Provided records:
******************************
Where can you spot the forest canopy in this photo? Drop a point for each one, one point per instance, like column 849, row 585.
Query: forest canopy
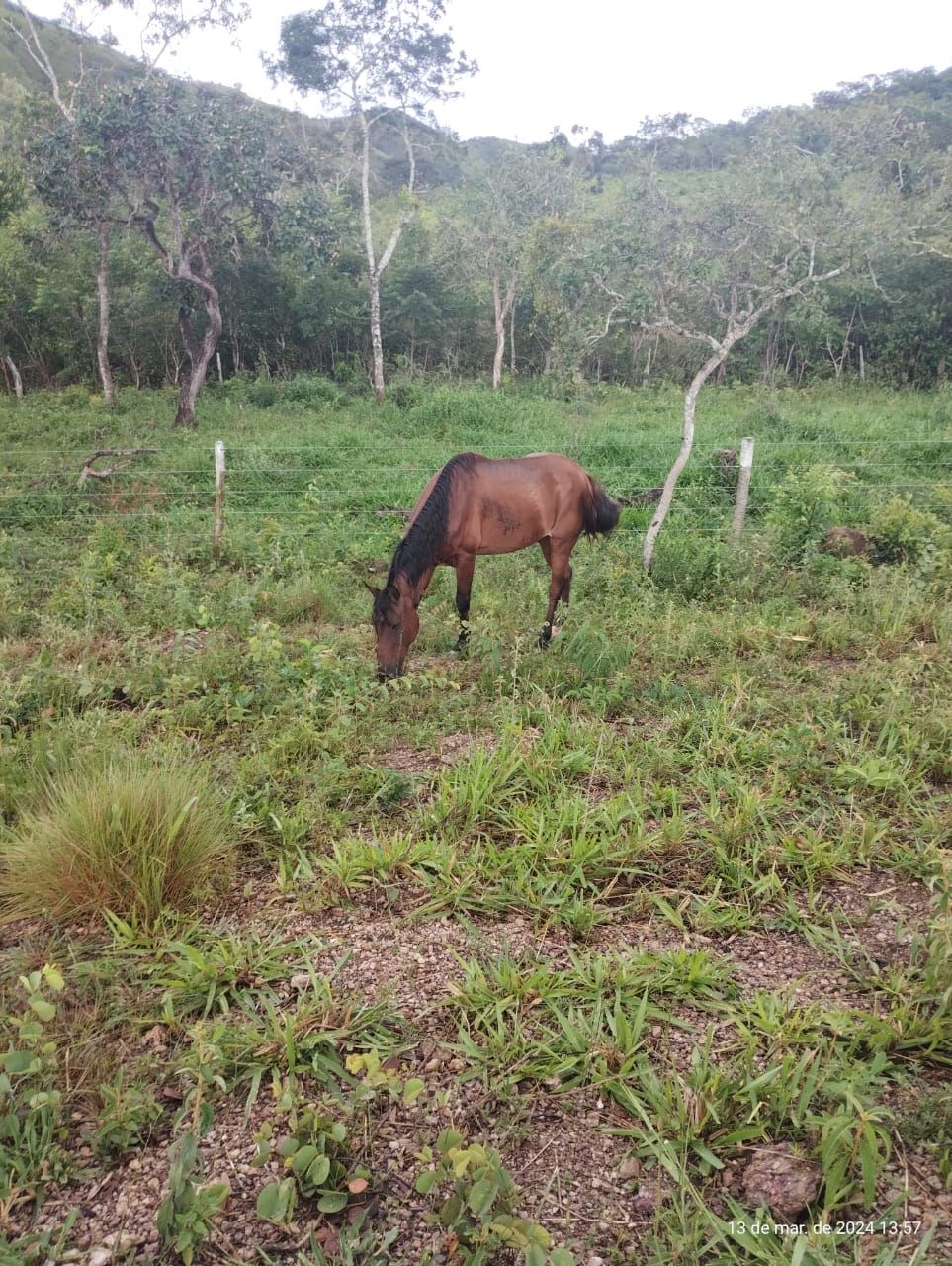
column 576, row 258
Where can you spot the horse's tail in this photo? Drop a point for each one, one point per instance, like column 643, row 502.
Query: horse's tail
column 600, row 511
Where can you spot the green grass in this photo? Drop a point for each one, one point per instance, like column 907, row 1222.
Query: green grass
column 743, row 759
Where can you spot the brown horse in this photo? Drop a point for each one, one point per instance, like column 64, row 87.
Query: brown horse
column 483, row 505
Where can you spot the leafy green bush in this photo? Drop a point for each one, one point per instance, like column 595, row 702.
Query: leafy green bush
column 134, row 836
column 311, row 390
column 315, row 1155
column 807, row 504
column 478, row 1208
column 902, row 533
column 262, row 394
column 32, row 1127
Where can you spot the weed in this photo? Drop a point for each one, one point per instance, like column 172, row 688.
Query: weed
column 133, row 837
column 478, row 1208
column 32, row 1121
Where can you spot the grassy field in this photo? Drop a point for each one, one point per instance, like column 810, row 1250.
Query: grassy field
column 637, row 950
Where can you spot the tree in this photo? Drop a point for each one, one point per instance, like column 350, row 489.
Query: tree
column 79, row 193
column 503, row 209
column 380, row 58
column 198, row 174
column 707, row 267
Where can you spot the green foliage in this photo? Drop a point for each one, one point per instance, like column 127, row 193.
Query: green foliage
column 185, row 1215
column 320, row 1169
column 907, row 534
column 807, row 504
column 478, row 1210
column 32, row 1120
column 130, row 835
column 126, row 1118
column 188, row 1210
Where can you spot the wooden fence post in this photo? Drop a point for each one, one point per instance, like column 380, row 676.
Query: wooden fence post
column 743, row 488
column 219, row 497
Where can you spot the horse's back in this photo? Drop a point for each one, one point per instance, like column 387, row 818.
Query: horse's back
column 509, row 502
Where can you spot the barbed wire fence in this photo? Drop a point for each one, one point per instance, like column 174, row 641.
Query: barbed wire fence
column 249, row 484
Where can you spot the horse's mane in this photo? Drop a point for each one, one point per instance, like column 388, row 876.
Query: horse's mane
column 419, row 548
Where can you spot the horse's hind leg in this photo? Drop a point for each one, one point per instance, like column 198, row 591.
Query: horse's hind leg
column 464, row 587
column 558, row 555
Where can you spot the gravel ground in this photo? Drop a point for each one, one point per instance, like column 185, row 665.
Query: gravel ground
column 575, row 1178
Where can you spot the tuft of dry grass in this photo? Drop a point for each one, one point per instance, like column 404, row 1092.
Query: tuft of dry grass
column 133, row 836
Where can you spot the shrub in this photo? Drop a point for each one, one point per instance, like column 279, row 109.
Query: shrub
column 901, row 533
column 807, row 504
column 134, row 836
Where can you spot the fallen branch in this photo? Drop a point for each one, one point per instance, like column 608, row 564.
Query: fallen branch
column 89, row 469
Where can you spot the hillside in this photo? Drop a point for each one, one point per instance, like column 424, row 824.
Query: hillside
column 73, row 55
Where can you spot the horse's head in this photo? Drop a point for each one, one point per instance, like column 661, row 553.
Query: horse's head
column 395, row 627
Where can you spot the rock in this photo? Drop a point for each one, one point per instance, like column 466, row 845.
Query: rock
column 783, row 1180
column 844, row 543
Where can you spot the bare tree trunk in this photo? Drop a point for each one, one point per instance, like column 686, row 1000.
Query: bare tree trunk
column 376, row 340
column 200, row 352
column 105, row 374
column 667, row 492
column 501, row 307
column 14, row 376
column 375, row 267
column 736, row 329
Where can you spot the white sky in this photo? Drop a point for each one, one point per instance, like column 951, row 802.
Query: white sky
column 609, row 63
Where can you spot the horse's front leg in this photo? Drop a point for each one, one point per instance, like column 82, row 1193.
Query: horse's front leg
column 464, row 587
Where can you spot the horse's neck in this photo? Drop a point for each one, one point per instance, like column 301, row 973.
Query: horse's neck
column 416, row 588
******************************
What to do: Write out the whole listing again, exactly, with no pictures.

Task output:
Where can you spot the forest canopy in this photo? Drop a point for each one, one point per instance, like column 849, row 585.
Query: forest canopy
column 576, row 258
Where can you spot the horse's tail in this photo? Drop a point for each one, one point per instance, like column 643, row 502.
Query: horse's tail
column 600, row 511
Where can you spot the green grass in this photo? Drop a point for each one, one point per instance, like column 907, row 1222.
Query: green grass
column 743, row 759
Where can you spot the brown horse in this photo? Drop a point for each one, one point per instance, like column 64, row 87.
Query: brown horse
column 483, row 505
Where can you spot the leafy green bush in this photo? Drop a point for each one, one point per instance, like column 595, row 702.
Query: leafy green bush
column 134, row 836
column 311, row 390
column 315, row 1155
column 807, row 504
column 478, row 1208
column 902, row 533
column 262, row 394
column 32, row 1127
Where can you spot the weed in this photo? Drop a point for each one, one point per instance, like column 172, row 688.
Query: weed
column 133, row 837
column 478, row 1208
column 32, row 1121
Where can you spot the grassy field in this photo? Drop a point for each one, one point per instance, like column 810, row 1250.
Query: grassy field
column 637, row 950
Where can you spot the tree in this photo? Drop a point for each one, one point per instance, like column 350, row 489.
Query: tree
column 79, row 193
column 503, row 209
column 380, row 58
column 198, row 174
column 707, row 267
Where can you spot the green foliage in this photo? Drop a point for each one, one point per instance, like column 127, row 193.
Query: green foliage
column 185, row 1215
column 320, row 1169
column 907, row 534
column 807, row 504
column 478, row 1210
column 32, row 1120
column 130, row 835
column 126, row 1118
column 188, row 1210
Where can you spot the wooden fence post in this photo? Drop a point for each one, one point per instance, like column 380, row 676.
Query: wooden fence post
column 743, row 488
column 219, row 497
Where can you spot the horse's back in this photo? Drop a point for each one, one point per instance, like column 387, row 818.
Query: horse's back
column 509, row 502
Where can you spot the barbed wire fence in this photo? Drop a point for each one, one point per instance, like column 174, row 641.
Query: barbed wire fence
column 249, row 484
Where can you spot the horse's mane in this photo? Drop a point for each one, one point per instance, like column 388, row 876.
Query: horse's mane
column 419, row 548
Where can you spot the horse's hind leg in this photo? Drop a point for each one, one point per instance, like column 198, row 591.
Query: horse's hind leg
column 464, row 587
column 558, row 555
Where can you spot the gravel ground in this photo? Drop a point for each one, one point per instance, like column 185, row 665.
Query: gravel ground
column 575, row 1178
Where can you spot the tuft of dry grass in this photo? Drop a point for each one, one point per instance, like column 404, row 1092.
Query: tuft of dry grass
column 133, row 836
Where can you spot the shrub in this photo? Drop a point for each one, one point per instance, like column 279, row 109.
Query: shrub
column 901, row 533
column 807, row 504
column 134, row 836
Where can you spot the fallen branch in this photo? Drop a point for each one, one point per instance, like column 608, row 564.
Query: fallen branch
column 89, row 469
Where can you spot the hillside in this photo? Drop a point for each one, one point per instance, like column 424, row 824.
Query: hillside
column 73, row 55
Where can you spot the horse's head in this photo? Drop a point for each one, one point per instance, like column 661, row 553.
Query: horse's head
column 395, row 627
Where can you spot the rock in this photo? Drop a point for each one, one point per instance, like column 466, row 845.
Query: rock
column 783, row 1180
column 844, row 543
Where can you spot the bare tree trunk in this photo? Drop a point for each one, one point per instance, like column 686, row 1000.
Query: bare tree trunk
column 376, row 340
column 200, row 352
column 105, row 374
column 667, row 492
column 501, row 307
column 14, row 376
column 375, row 267
column 736, row 329
Where can you spot the white sky in this photo? Drop a point for each one, one point per instance, like column 951, row 802.
Query: white sky
column 609, row 63
Where can you spot the horse's front leg in this photo? Drop a point for each one, one point per instance, like column 82, row 1193.
Query: horse's front leg
column 464, row 587
Where can you spot the horse's neck in this photo? Drop a point for each one, one point per instance, like column 301, row 973.
Query: horse's neck
column 416, row 588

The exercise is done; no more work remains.